Passage below:

About Pandemic Prowling: In this series, Pandemic Prowling, I share stories about my travels across 4 continents (Asia, N. America, S. America, Africa) amidst the outbreak of Covid19.
Onward to Chile?
About the Wiser Next Week Series: These entries will involve posting my book, Wiser Next Week, chapter by chapter, freely available to the public. Additionally, I’ll be recounting a story about something I’ve learned based on the chapter’s topic since the months that have past when the book was published in December 2018.
“Ounces Equal Pounds & Pounds Equal Pain”
March 2019, I had just quit my job as an accountant in Reno. I spent a few weeks with my parents to drop off some stuff, help out around the house, retool and regear before setting off on my global odyssey.
Out of all the travel gear research I did, one was on the pack I would bring with me before setting out. At this point I had never backpacked nor met any backpackers before. I would normally have 2 big suitcases I would bring with me when I went to college.
I knew lugging those 2 50 pound things around the world wouldn’t be a viable option, so I downsized to a 26L bag.

End of Passage.
Data under study below:

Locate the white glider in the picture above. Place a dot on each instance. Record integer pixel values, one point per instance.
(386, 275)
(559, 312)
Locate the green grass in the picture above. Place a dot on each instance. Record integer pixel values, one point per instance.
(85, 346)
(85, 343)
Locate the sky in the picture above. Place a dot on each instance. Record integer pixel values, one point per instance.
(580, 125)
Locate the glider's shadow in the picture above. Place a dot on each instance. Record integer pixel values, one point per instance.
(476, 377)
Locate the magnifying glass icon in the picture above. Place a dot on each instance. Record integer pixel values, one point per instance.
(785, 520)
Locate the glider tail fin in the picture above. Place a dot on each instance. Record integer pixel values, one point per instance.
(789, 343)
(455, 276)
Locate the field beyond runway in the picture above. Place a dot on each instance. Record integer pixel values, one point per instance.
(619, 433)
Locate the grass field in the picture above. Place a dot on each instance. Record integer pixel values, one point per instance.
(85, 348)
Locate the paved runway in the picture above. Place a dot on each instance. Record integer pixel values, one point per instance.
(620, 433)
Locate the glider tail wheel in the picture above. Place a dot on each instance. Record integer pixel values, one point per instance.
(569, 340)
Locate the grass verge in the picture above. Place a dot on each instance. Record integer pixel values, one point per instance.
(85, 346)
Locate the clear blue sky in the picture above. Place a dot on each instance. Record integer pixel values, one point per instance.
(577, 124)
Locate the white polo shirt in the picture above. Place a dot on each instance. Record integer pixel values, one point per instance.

End of Data under study.

• _Exercise description_: List the continents that the passage about Pandemic Prowling names as places the writer traveled across. None of the items is needed here.

• _Solution below_: Asia, N. America, S. America, Africa